START
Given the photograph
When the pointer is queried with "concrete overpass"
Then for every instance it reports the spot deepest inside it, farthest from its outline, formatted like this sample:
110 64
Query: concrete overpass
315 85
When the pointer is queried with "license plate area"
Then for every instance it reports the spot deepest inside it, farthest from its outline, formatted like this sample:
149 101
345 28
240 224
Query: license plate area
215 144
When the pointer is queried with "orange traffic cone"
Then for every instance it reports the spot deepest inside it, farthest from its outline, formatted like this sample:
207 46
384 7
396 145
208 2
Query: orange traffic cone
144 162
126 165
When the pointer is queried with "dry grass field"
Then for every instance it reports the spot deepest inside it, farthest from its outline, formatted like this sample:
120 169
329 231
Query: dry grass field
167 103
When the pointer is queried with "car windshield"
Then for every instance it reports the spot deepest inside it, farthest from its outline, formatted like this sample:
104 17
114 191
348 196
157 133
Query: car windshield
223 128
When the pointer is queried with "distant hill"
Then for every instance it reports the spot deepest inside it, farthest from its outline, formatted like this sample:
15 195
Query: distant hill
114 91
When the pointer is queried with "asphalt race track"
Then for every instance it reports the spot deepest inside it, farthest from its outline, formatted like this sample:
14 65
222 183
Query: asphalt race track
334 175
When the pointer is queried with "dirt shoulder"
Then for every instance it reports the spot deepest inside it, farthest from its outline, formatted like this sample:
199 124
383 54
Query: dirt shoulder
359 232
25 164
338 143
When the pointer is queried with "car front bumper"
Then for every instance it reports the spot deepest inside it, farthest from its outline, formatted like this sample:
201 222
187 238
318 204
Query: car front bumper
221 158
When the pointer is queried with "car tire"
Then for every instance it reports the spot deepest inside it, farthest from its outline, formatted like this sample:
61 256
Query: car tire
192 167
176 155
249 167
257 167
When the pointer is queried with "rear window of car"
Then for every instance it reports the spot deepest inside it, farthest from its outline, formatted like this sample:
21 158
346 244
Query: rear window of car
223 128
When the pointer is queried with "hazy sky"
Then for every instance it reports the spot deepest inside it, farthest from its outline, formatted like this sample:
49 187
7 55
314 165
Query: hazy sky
END
What needs to be done
Count the lines above that contain the word "hill", and give only the number.

Result below
2